─── SOURCE EXCERPT
On Tue, Dec 2, 2008 at 6:24 PM, KOSAKI Motohiro <kosaki.motohiro@jp.fujitsu.com> wrote:
> Hi!
>
> Sorry for too late review.
> In general, I like this patch. but ...
>
>
>> changelog
>> [v6] replace the sigkill_pending() with fatal_signal_pending()
>>       add the check for cases current != tsk
>>
>> From: Ying Han <yinghan@google.com>
>>
>> make get_user_pages interruptible
>> The initial implementation of checking TIF_MEMDIE covers the cases of OOM
>> killing. If the process has been OOM killed, the TIF_MEMDIE is set and it
>> return immediately. This patch includes:
>>
>> 1. add the case that the SIGKILL is sent by user processes. The process can
>> try to get_user_pages() unlimited memory even if a user process has sent a
>> SIGKILL to it(maybe a monitor find the process exceed its memory limit and
>> try to kill it). In the old implementation, the SIGKILL won't be handled
>> until the get_user_pages() returns.
>>
>> 2. change the return value to be ERESTARTSYS. It makes no sense to return
>> ENOMEM if the get_user_pages returned by getting a SIGKILL signal.
>> Considering the general convention for a system call interrupted by a
>> signal is ERESTARTNOSYS, so the current return value is consistant to that.
>
> this description explain why fatal_signal_pending(current) is needed.
> but doesn't explain why fatal_signal_pending(tsk) is needed.
There were couple of discussions about adding the fatal_signal_pending(tsk) in the previous
versions of this patch, and the reason i added on is to cover the case when the current!=tsk
and the caller calls get_user_pages() on behalf of tsk, and we want to interrupt in this case
as well. if that sounds a reasonable, i will added in the patch description.
──────
─── STORED RECORDS
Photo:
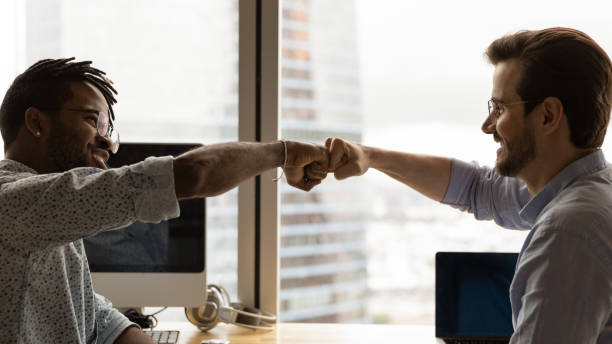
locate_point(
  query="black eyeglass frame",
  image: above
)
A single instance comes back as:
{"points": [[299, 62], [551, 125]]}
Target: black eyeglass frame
{"points": [[110, 129]]}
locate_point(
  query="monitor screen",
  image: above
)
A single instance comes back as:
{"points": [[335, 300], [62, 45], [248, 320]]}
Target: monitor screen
{"points": [[472, 294], [176, 245]]}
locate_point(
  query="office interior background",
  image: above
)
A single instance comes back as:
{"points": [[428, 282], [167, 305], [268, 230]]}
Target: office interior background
{"points": [[403, 75]]}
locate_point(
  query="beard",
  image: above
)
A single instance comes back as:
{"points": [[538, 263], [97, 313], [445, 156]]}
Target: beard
{"points": [[514, 156], [64, 149]]}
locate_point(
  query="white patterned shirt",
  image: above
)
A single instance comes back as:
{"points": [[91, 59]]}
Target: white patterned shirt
{"points": [[46, 293]]}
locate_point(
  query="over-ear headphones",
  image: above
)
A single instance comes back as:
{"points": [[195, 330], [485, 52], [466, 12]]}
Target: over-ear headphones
{"points": [[218, 308]]}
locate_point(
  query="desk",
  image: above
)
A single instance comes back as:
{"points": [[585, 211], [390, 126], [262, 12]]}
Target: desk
{"points": [[297, 333]]}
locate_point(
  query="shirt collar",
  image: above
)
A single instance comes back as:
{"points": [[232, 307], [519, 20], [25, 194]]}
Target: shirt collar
{"points": [[15, 166], [586, 165]]}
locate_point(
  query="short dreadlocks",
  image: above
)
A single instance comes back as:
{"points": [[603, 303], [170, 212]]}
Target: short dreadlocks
{"points": [[46, 85]]}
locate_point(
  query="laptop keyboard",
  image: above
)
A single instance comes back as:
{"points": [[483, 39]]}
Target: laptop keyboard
{"points": [[163, 337]]}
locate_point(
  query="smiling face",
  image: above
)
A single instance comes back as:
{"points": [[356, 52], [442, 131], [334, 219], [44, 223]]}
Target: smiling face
{"points": [[73, 140], [511, 128]]}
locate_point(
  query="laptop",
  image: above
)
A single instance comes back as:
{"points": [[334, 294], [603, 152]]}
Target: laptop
{"points": [[472, 296]]}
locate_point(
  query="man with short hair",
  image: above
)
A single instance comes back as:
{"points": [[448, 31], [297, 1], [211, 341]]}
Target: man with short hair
{"points": [[549, 111], [55, 188]]}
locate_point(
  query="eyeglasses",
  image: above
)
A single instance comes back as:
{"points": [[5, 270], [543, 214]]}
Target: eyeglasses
{"points": [[104, 126], [496, 107]]}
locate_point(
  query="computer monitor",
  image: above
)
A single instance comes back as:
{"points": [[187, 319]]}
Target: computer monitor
{"points": [[147, 264]]}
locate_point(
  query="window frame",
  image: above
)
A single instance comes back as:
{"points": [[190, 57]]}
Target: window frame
{"points": [[259, 121]]}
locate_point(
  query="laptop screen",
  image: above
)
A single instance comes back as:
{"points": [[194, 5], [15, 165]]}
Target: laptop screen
{"points": [[472, 294]]}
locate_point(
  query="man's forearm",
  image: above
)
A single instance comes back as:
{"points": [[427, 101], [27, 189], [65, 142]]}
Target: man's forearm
{"points": [[426, 174], [215, 169]]}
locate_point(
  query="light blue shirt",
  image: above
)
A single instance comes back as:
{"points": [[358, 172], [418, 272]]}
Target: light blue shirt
{"points": [[562, 287], [46, 293]]}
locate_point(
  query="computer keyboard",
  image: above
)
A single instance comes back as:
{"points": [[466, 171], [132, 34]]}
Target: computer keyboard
{"points": [[163, 337]]}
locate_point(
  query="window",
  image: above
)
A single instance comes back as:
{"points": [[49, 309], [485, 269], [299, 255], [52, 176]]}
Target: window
{"points": [[401, 75]]}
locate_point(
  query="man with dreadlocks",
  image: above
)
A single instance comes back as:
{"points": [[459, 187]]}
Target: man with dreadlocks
{"points": [[55, 188]]}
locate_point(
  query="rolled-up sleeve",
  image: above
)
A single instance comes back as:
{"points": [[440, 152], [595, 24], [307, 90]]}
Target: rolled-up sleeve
{"points": [[110, 322], [39, 211], [484, 193]]}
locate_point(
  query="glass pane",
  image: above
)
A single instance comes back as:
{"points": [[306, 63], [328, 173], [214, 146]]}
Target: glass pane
{"points": [[402, 75], [175, 65]]}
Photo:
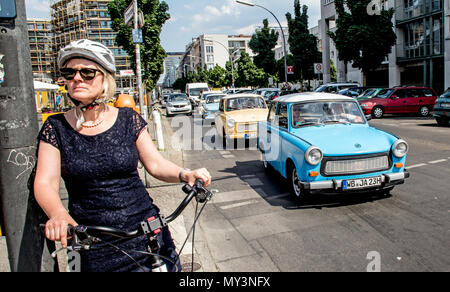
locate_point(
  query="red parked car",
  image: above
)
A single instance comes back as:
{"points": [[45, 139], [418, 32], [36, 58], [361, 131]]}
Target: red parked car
{"points": [[400, 100]]}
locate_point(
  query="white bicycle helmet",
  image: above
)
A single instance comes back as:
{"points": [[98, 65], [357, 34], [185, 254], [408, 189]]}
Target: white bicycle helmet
{"points": [[90, 50]]}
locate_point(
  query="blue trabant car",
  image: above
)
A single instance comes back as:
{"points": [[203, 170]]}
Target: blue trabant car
{"points": [[322, 143]]}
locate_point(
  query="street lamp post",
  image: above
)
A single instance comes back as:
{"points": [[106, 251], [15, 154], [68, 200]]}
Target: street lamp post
{"points": [[282, 32]]}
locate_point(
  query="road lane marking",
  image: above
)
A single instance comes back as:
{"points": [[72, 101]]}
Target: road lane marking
{"points": [[228, 156], [437, 161], [416, 165], [238, 204]]}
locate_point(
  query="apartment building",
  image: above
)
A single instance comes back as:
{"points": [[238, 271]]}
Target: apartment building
{"points": [[72, 20], [209, 50], [421, 55], [41, 37], [171, 64]]}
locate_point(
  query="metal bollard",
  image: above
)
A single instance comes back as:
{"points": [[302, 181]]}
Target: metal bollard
{"points": [[158, 129]]}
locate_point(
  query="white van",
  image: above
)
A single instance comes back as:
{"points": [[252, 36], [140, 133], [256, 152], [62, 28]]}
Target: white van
{"points": [[194, 90]]}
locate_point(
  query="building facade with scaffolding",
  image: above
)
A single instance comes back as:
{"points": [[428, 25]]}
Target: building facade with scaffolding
{"points": [[72, 20]]}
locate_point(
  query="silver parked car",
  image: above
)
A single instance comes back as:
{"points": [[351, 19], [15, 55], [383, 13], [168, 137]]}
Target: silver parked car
{"points": [[178, 103]]}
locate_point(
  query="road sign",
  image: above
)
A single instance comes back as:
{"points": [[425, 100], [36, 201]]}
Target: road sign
{"points": [[129, 13], [290, 69], [137, 36], [318, 68]]}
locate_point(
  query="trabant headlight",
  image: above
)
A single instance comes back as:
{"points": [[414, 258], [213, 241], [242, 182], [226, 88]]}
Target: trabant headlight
{"points": [[400, 148], [230, 123], [313, 155]]}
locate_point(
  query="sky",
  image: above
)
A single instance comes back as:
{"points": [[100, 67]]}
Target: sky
{"points": [[192, 18]]}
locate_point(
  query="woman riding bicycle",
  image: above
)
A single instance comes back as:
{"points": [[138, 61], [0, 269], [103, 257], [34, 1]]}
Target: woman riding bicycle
{"points": [[95, 148]]}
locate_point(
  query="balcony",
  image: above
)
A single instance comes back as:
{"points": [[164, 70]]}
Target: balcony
{"points": [[406, 10]]}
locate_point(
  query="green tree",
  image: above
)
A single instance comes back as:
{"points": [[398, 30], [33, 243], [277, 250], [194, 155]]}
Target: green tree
{"points": [[262, 44], [361, 38], [152, 53], [303, 45], [333, 71]]}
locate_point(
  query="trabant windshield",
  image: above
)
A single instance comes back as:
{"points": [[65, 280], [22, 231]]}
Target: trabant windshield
{"points": [[316, 113], [196, 91], [446, 94], [241, 103], [214, 98], [384, 93]]}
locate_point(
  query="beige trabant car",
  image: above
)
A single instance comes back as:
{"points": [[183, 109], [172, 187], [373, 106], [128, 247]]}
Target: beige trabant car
{"points": [[239, 114]]}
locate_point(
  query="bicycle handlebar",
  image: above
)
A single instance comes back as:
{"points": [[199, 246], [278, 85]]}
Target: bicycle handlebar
{"points": [[195, 191]]}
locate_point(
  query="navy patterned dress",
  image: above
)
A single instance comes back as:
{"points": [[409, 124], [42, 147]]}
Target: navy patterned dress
{"points": [[104, 188]]}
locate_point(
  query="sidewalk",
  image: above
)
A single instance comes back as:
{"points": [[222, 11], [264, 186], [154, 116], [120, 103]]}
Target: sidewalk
{"points": [[167, 197]]}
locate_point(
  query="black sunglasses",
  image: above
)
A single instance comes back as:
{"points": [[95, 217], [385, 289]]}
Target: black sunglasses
{"points": [[85, 73]]}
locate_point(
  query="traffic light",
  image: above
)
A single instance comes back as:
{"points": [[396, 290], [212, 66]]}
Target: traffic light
{"points": [[8, 9]]}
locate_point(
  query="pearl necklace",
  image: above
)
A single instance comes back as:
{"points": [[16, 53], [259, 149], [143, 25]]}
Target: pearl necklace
{"points": [[91, 124]]}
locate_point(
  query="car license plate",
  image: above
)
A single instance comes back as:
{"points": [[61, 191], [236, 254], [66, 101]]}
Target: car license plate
{"points": [[361, 183]]}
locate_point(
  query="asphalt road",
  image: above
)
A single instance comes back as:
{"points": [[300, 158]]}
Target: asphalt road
{"points": [[254, 224]]}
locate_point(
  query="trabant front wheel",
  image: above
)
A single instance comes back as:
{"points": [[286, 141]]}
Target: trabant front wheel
{"points": [[295, 184], [377, 112]]}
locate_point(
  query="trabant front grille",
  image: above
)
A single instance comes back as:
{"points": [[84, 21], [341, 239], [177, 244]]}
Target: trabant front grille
{"points": [[356, 165], [247, 127]]}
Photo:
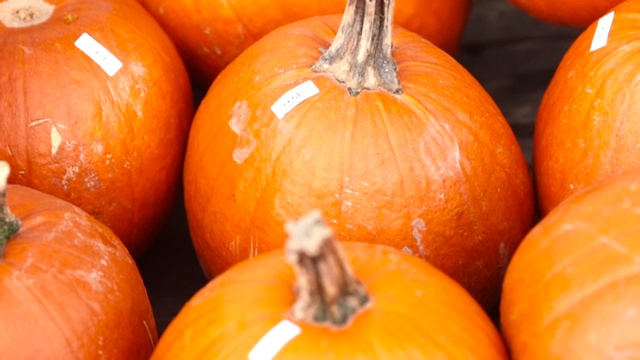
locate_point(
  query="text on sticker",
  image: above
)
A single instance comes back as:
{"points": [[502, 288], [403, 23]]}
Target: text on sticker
{"points": [[274, 340], [601, 35], [98, 53], [294, 97]]}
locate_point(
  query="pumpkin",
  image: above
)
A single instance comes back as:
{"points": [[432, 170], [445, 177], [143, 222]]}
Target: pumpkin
{"points": [[68, 286], [423, 161], [578, 13], [333, 302], [586, 128], [211, 33], [107, 135], [571, 290]]}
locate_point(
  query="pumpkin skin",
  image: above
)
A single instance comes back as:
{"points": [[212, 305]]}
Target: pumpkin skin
{"points": [[112, 145], [210, 34], [226, 318], [435, 171], [68, 286], [578, 13], [571, 290], [586, 128]]}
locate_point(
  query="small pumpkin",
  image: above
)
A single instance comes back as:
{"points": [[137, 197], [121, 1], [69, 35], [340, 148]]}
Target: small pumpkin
{"points": [[418, 157], [68, 286], [335, 301], [586, 128], [96, 108], [211, 33], [572, 289], [578, 13]]}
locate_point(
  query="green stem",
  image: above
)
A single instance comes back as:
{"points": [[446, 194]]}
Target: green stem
{"points": [[360, 55], [327, 291], [9, 223]]}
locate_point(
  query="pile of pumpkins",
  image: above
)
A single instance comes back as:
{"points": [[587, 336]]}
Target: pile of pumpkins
{"points": [[341, 174]]}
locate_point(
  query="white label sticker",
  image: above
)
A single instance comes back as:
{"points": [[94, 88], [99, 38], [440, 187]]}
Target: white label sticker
{"points": [[274, 340], [98, 53], [294, 97], [601, 35]]}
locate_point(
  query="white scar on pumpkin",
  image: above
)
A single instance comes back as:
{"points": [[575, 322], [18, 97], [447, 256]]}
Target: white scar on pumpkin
{"points": [[56, 137], [419, 227], [239, 124]]}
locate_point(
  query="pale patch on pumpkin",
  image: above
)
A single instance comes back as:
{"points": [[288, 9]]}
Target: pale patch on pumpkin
{"points": [[418, 229], [239, 122], [55, 136], [25, 13], [70, 174], [234, 247], [253, 247], [504, 258]]}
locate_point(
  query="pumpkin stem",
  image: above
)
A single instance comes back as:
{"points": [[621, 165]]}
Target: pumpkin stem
{"points": [[9, 223], [327, 291], [360, 55]]}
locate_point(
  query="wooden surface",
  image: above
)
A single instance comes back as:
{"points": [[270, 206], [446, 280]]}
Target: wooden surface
{"points": [[511, 54]]}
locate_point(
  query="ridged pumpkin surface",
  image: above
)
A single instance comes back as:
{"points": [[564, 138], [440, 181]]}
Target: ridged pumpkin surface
{"points": [[68, 287], [587, 126], [211, 33], [416, 312], [572, 289], [111, 144], [435, 171]]}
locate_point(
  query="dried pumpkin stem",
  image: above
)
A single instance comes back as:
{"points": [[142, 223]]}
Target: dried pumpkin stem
{"points": [[360, 55], [327, 291], [9, 223]]}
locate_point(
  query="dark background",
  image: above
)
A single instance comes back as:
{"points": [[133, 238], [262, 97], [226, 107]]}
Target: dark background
{"points": [[513, 55]]}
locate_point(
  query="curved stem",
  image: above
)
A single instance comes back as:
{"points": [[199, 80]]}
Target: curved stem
──────
> **REQUIREMENTS**
1) Rewrite the get_user_pages thread starting at "On Tue, Dec" and ending at "sigkill_pending() with fatal_signal_pending()", changing "patch" to "change".
2) In the get_user_pages thread, what did version 6 replace sigkill_pending() with?
3) Carry on the get_user_pages thread from its last line.

> **THE RESPONSES**
1)
On Tue, Dec 2, 2008 at 6:24 PM, KOSAKI Motohiro <kosaki.motohiro@jp.fujitsu.com> wrote:
> Hi!
>
> Sorry for too late review.
> In general, I like this change. but ...
>
>
>> changelog
>> [v6] replace the sigkill_pending() with fatal_signal_pending()

2) fatal_signal_pending()

3)
>
> more unfortunately, this patch break kernel compatibility.
> To read /proc file invoke calling get_user_page().
> however, "man 2 read" doesn't describe ERESTARTSYS.
yeah, that seems to be right..
>
> IOW, this patch can break /proc reading user application.
>
> May I ask why fatal_signal_pending(tsk) is needed ?
> at least, you need to cc to linux-api@vger.kernel.org IMHO.
all the problems seems to be caused by the fatal_signal_pending(tsk),
i can either make the change like
if (fatal_signal_pending(tsk))
   return i ? i : EINTR

or remove the check for fatal_signal_pending(tsk) which is mainly used in the case you mentioned above. Afterward, the intial point of the patch is to avoid proccess hanging in the mlock (for example) under memory
pressure while it has SIGKILL pending. Now sounds to me the second option is better. any comments?

--Ying
>
> Am I talking about pointless?
thanks for comments. :-)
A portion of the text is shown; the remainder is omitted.